Task input below:

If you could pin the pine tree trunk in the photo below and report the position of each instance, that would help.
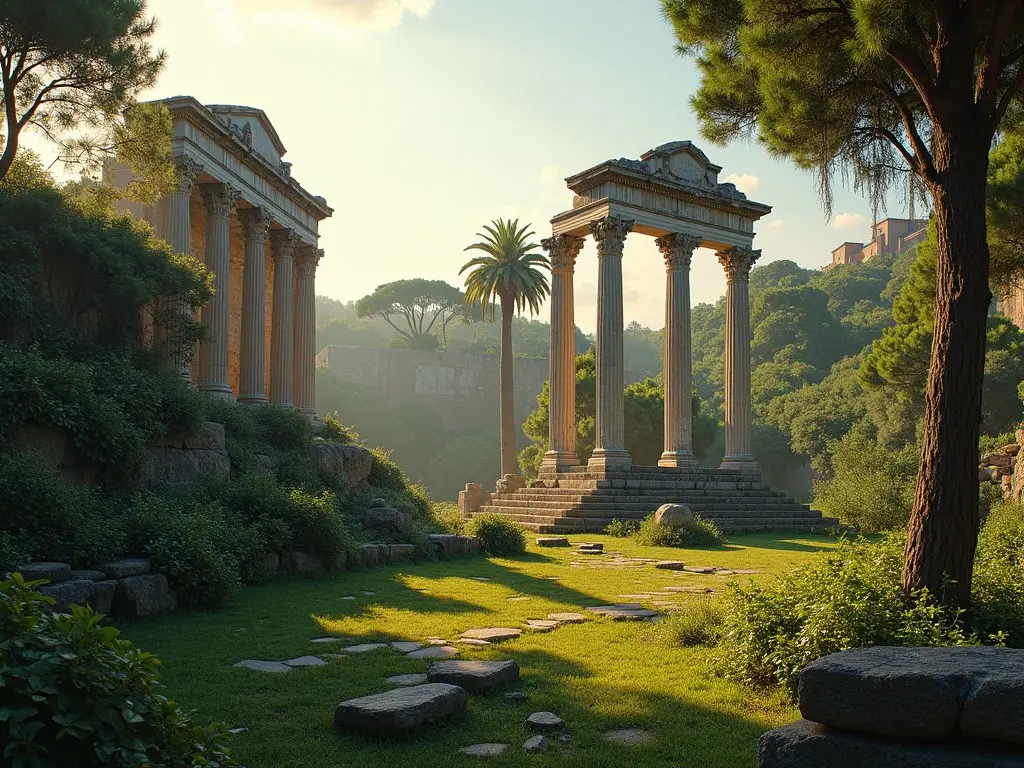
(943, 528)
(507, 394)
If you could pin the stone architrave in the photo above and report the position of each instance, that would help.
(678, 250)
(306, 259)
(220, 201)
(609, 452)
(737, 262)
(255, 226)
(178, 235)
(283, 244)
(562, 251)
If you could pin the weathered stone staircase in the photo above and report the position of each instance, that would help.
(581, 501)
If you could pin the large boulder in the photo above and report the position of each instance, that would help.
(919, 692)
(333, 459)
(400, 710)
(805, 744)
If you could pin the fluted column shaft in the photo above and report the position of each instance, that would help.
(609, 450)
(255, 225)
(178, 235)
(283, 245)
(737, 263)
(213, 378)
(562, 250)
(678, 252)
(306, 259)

End of Task input.
Task input below:

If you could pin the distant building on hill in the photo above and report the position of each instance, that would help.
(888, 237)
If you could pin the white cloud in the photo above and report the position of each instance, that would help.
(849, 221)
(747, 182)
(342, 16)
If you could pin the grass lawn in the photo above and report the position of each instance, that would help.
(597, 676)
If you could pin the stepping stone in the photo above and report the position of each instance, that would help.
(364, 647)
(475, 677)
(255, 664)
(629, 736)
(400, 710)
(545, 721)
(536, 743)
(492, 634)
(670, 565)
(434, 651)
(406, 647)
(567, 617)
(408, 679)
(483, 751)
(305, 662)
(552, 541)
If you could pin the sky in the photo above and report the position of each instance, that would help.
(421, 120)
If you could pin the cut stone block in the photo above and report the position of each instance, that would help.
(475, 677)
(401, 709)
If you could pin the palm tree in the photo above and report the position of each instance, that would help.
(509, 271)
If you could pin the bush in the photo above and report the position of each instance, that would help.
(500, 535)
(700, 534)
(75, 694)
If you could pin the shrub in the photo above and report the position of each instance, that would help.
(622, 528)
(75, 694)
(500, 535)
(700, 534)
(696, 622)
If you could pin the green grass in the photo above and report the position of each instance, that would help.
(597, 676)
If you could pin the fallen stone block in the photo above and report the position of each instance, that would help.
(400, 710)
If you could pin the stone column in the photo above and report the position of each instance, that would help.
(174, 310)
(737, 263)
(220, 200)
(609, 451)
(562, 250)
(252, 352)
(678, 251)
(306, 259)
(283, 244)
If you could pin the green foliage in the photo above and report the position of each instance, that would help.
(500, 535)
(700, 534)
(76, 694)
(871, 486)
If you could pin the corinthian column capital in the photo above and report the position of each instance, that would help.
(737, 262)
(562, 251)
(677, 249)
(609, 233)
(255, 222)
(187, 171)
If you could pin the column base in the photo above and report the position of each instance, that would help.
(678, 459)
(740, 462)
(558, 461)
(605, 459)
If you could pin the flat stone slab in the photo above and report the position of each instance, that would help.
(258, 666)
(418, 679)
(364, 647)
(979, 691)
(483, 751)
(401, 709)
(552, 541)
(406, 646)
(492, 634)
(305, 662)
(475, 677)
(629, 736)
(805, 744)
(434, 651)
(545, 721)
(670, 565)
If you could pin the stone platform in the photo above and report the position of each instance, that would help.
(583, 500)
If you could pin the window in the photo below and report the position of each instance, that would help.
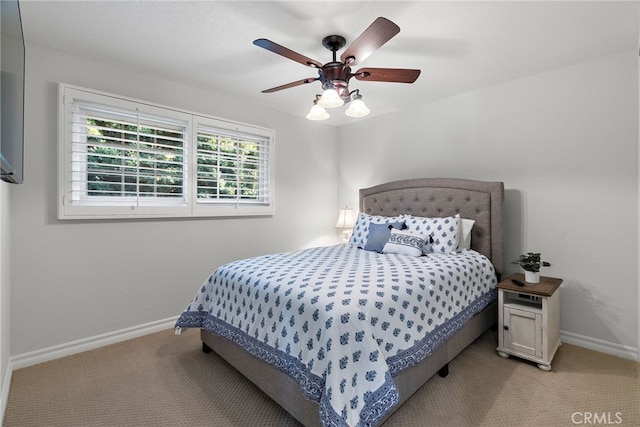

End of Task input.
Task input below:

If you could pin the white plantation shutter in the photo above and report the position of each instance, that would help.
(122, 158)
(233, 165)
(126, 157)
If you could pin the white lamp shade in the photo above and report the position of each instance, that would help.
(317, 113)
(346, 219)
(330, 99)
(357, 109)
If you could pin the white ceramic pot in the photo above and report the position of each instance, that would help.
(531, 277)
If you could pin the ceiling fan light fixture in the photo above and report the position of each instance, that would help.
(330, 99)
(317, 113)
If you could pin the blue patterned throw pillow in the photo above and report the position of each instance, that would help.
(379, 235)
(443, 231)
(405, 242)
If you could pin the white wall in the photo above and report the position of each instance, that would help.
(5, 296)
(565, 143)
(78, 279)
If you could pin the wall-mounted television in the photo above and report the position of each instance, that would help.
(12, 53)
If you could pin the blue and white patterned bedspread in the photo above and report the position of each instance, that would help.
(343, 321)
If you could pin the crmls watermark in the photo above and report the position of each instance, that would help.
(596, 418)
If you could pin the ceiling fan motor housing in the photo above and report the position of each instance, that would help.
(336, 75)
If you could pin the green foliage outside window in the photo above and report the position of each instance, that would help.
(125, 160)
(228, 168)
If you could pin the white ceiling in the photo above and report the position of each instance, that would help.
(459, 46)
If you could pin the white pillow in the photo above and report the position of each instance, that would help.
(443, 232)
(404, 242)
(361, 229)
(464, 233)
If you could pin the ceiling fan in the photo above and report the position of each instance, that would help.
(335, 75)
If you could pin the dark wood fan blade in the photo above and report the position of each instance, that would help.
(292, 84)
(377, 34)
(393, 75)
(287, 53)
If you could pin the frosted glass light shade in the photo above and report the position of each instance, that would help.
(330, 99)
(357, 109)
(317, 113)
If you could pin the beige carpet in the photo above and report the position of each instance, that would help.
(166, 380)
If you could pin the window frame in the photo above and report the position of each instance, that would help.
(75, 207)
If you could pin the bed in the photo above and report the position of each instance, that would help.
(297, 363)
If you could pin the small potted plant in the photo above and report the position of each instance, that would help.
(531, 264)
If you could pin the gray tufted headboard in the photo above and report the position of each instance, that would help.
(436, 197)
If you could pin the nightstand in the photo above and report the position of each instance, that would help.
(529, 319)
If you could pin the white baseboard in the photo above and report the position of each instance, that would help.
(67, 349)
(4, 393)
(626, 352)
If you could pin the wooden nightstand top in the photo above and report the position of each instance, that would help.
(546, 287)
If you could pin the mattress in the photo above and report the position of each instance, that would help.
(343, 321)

End of Task input.

◆ What the exercise asks
Which lines run from the one holding "If you could pin the shrub" through the one holding "If you could pin the window in" in the records above? Repeat them exactly, both included, and nothing more.

◆ Result of this task
If you could pin the shrub in the photo above and report the position of each instance, that would help.
(622, 528)
(75, 694)
(500, 535)
(700, 534)
(696, 622)
If you could pin the green grass in the photo above and report the position of each instance, that would help.
(597, 676)
If you could pin the fallen stone block in the photo above and report the position of each instance, that would help.
(400, 710)
If you could pin the stone column in the photo above and report the position of each instance, that would help.
(174, 310)
(737, 263)
(220, 200)
(609, 451)
(562, 250)
(252, 352)
(678, 251)
(306, 259)
(283, 244)
If you could pin the green foliage in the photo above and report the position of each instance, that would help.
(500, 535)
(700, 534)
(76, 694)
(871, 486)
If you could pin the corinthian column capital in the photo above and report the position of each instance, that would help.
(737, 262)
(562, 251)
(677, 249)
(609, 233)
(255, 222)
(187, 171)
If you could pin the column base in the photo above and report the position of each instance, that would help.
(678, 459)
(740, 462)
(558, 461)
(605, 459)
If you could pin the flat stone slab in the photo above and report the position of each instance, that would help.
(258, 666)
(418, 679)
(364, 647)
(979, 691)
(483, 751)
(401, 709)
(552, 541)
(406, 646)
(492, 634)
(305, 662)
(475, 677)
(629, 736)
(805, 744)
(434, 651)
(545, 721)
(670, 565)
If you could pin the stone platform in the photo above and report the position of each instance, that would help.
(583, 500)
If you could pin the window in the photo below and report the position of each instance, that would help.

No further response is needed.